• _課題文_:
サーバーレスコンピューティングに関する文章を、最後の文の直後から引き継いで続きを記述してください。

• _提示文章_:
◆ ◆ ◆ ◆ ◆ ◆ ◆
サーバーレスコンピューティングでのモデルトレーニング

[アーティクル]
11/16/2023

適用対象:Azure CLI ml extension v2 (現行)Python SDK azure-ai-ml v2 (現行)

スケーラブルな方法でモデルをトレーニングするためにコンピューティングを作成して管理する必要はなくなりました。代わりに、サーバーレスコンピューティングと呼ばれる新しいコンピューティングターゲットの種類にジョブを送信できます。サーバーレスコンピューティングは、Azure Machine Learning でトレーニングジョブを実行する最も簡単な方法です。サーバーレスコンピューティングは、フルマネージドのオンデマンドコンピューティングです。 Azure Machine Learning では、コンピューティングの作成、スケーリング、管理が行われます。サーバーレスコンピューティングによるモデルトレーニングを通じて、機械学習の専門家は機械学習モデルの構築に関する専門知識に集中でき、コンピューティングインフラストラクチャやその設定について学ぶ必要がありません。

機械学習の専門家は、ジョブに必要なリソースを指定できます。 Azure Machine Learning でコンピューティングインフラストラクチャが管理され、マネージドネットワーク分離により負担が軽減されます。

また、各ジョブに最適なリソースを指定することで、企業はコストを削減できます。 IT 管理者は引き続き、サブスクリプションおおびワークスペースレベルでコアクォータを指定することで制御を適用し、Azure ポリシーを適用できます。

サーバーレスコンピューティングを使用すると、LLAMA 2 などのモデルカタログ内のモデルを微調整できます。サーバーレスコンピューティングは、Azure Machine Learning スタジオ、SDK、CLI からすべての種類のジョブを実行するために使用できます。サーバーレスコンピューティングは、環境イメージの構築や責任ある AI ダッシュボードのシナリオにも使用できます。サーバーレスジョブは、Azure Machine Learning コンピューティングクォータと同じクォータを使います。標準 (専用) レベルまたはスポット (低優先度) VM を選択できます。マネージド ID とユーザー ID は、サーバーレスジョブでサポートされています。課金モデルは、Azure Machine Learning コンピューティングと同じです。

サーバーレスコンピューティングの利点

Azure Machine Learning は、コンピューティングインフラストラクチャの作成、設定、スケーリング、削除、修正プログラムの適用を管理し、管理オーバーヘッドを削減します
コンピューティング、さまざまなコンピューティングの種類、関連プロパティについて学ぶ必要はありません。
必要な VM サイズごとにクラスターを作成し、同じ設定を使い、ワークスペースごとにレプリケーションを繰り返し行う必要がありません。
インスタンスの種類 (VM サイズ) とインスタンス数の観点から、各ジョブが必要とするリソースを実行時に正確に指定することで、コストを最適化できます。ジョブの使用率メトリックを監視して、ジョブに必要なリソースを最適化できます。
◆ ◆ ◆ ◆ ◆ ◆ ◆
• _演習データ_:
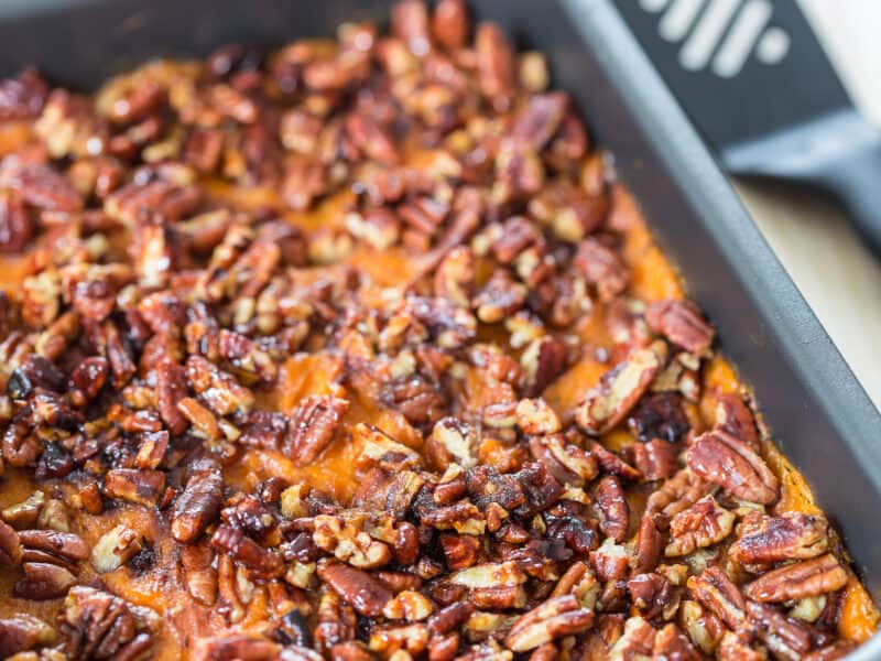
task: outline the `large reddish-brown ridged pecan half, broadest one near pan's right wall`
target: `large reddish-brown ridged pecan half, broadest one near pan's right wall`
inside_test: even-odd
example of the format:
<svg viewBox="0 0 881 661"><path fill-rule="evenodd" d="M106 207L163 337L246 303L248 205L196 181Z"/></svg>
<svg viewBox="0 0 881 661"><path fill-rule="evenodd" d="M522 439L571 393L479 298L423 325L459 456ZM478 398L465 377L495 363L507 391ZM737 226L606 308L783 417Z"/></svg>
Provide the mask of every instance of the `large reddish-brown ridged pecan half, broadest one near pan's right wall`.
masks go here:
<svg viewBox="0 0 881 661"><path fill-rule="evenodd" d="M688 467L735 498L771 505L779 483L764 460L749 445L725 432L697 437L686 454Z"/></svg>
◆ ◆ ◆ ◆ ◆ ◆ ◆
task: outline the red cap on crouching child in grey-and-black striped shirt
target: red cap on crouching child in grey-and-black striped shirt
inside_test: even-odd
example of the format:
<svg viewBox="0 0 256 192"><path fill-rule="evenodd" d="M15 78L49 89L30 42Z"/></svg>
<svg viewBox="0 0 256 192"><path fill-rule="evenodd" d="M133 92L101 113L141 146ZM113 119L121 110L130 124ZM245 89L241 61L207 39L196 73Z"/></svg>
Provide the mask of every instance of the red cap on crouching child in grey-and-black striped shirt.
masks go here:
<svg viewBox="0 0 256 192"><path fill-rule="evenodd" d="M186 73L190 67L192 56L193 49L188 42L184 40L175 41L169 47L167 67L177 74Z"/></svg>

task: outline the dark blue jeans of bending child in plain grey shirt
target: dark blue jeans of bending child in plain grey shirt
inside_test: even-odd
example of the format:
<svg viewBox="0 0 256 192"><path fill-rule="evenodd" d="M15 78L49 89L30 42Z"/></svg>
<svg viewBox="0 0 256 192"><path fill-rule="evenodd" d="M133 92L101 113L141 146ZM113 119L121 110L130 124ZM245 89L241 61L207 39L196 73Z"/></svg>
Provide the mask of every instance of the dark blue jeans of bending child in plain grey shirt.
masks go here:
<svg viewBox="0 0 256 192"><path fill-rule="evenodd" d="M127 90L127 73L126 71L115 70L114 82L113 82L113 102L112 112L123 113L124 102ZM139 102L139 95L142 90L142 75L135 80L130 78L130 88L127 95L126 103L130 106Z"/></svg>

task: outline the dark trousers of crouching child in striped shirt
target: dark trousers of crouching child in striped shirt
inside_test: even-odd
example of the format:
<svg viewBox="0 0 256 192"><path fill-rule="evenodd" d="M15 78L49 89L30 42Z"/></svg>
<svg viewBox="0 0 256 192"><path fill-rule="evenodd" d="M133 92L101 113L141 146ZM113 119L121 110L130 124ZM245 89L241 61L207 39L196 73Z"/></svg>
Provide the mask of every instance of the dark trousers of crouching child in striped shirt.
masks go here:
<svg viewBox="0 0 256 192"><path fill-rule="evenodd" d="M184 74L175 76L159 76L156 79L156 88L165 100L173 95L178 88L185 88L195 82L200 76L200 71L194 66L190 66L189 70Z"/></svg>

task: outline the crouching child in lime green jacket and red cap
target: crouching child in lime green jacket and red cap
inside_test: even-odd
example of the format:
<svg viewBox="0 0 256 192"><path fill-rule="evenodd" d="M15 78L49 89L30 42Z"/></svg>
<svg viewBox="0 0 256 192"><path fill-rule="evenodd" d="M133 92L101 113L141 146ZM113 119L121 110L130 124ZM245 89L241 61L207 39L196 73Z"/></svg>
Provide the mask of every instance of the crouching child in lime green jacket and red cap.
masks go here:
◆ ◆ ◆ ◆ ◆ ◆ ◆
• _記述回答_:
ジョブの実行に関連するステップの削減
ジョブの送信をさらに簡略化するために、リソースを完全にスキップできます。 Azure Machine Learning では、インスタンス数が既定値で設定され、クォータ、コスト、パフォーマンス、ディスクサイズなどの要因に基づいてインスタンスの種類 (VM サイズ) が選択されます。
場合によっては、ジョブの実行が開始されるまでの待機時間が短くなります。
ジョブの送信では、ユーザー ID とワークスペースユーザー割り当てマネージド ID がサポートされています。
マネージドネットワーク分離を使用すると、ネットワーク分離構成を合理化および自動化できます。お客様の仮想ネットワークもサポートされています
クォータと Azure ポリシーを使用した管理制御

サーバーレスコンピューティングの使用方法

以下に示すようにノートブックを使用して、LLAMA 2 などの基盤モデルを微調整できます。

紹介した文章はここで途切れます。